Exercise objective –
Working through the records below, count the lines that include "marking". The reply is that number alone.

-- Opening Marker --

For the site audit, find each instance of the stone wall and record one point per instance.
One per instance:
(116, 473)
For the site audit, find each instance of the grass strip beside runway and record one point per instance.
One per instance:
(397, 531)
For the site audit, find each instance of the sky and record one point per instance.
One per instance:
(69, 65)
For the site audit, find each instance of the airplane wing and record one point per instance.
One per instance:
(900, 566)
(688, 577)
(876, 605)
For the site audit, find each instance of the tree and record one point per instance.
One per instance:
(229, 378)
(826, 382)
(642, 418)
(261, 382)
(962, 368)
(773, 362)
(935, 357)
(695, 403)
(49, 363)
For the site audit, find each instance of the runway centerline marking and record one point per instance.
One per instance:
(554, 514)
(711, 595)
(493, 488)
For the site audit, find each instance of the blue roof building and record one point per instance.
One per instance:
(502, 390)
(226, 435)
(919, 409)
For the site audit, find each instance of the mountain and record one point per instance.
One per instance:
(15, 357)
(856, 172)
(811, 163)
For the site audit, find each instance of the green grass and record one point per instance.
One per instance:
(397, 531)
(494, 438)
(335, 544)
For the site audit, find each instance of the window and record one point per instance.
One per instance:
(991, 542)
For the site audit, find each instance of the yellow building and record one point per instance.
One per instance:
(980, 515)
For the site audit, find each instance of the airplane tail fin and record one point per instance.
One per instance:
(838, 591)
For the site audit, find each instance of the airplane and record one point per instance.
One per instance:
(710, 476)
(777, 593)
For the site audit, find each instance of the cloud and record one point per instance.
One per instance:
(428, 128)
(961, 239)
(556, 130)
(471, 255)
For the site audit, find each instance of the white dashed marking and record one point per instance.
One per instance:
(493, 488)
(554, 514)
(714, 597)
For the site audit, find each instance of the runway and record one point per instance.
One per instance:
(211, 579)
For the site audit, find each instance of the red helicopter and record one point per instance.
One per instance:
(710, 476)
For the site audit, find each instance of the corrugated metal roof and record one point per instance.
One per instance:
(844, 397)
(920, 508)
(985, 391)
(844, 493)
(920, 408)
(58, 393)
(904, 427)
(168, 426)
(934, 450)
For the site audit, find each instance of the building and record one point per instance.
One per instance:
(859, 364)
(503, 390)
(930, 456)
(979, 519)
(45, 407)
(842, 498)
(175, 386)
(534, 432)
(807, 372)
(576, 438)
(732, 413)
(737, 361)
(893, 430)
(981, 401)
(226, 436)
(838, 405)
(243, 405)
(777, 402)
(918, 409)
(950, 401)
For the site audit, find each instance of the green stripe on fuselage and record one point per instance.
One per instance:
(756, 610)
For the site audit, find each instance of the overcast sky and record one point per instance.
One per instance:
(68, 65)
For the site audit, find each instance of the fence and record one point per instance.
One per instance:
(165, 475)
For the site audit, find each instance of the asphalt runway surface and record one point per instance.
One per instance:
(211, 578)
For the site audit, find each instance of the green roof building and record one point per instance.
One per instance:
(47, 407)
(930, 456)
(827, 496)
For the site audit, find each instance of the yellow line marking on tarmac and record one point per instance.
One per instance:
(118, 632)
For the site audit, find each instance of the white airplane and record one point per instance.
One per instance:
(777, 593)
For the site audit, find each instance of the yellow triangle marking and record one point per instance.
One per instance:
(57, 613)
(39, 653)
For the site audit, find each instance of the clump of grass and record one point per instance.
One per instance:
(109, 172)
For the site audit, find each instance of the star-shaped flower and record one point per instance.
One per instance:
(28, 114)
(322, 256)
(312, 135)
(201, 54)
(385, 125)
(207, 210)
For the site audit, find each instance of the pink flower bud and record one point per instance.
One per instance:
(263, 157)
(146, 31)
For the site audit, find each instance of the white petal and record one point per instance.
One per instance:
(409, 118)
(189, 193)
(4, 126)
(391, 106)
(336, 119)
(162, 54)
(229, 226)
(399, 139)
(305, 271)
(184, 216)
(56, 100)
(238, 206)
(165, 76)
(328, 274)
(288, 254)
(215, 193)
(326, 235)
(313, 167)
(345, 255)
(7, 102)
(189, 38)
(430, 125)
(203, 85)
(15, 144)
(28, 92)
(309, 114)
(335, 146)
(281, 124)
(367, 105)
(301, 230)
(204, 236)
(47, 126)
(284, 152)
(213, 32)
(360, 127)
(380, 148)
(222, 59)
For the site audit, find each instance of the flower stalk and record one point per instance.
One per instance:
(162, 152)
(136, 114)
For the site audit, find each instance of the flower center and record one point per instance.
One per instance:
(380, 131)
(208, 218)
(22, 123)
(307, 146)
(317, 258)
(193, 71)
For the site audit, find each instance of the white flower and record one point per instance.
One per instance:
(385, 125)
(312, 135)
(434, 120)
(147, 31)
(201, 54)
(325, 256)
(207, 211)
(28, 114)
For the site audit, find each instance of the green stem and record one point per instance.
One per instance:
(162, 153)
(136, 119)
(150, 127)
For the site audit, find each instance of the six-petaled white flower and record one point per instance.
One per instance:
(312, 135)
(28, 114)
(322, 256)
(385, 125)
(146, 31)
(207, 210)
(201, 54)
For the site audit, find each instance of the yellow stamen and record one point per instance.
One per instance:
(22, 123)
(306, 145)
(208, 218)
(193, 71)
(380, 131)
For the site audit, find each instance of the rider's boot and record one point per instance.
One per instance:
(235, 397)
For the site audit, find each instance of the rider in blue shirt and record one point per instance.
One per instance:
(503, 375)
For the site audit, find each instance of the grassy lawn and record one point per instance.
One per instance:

-- Closing Marker --

Exercise output –
4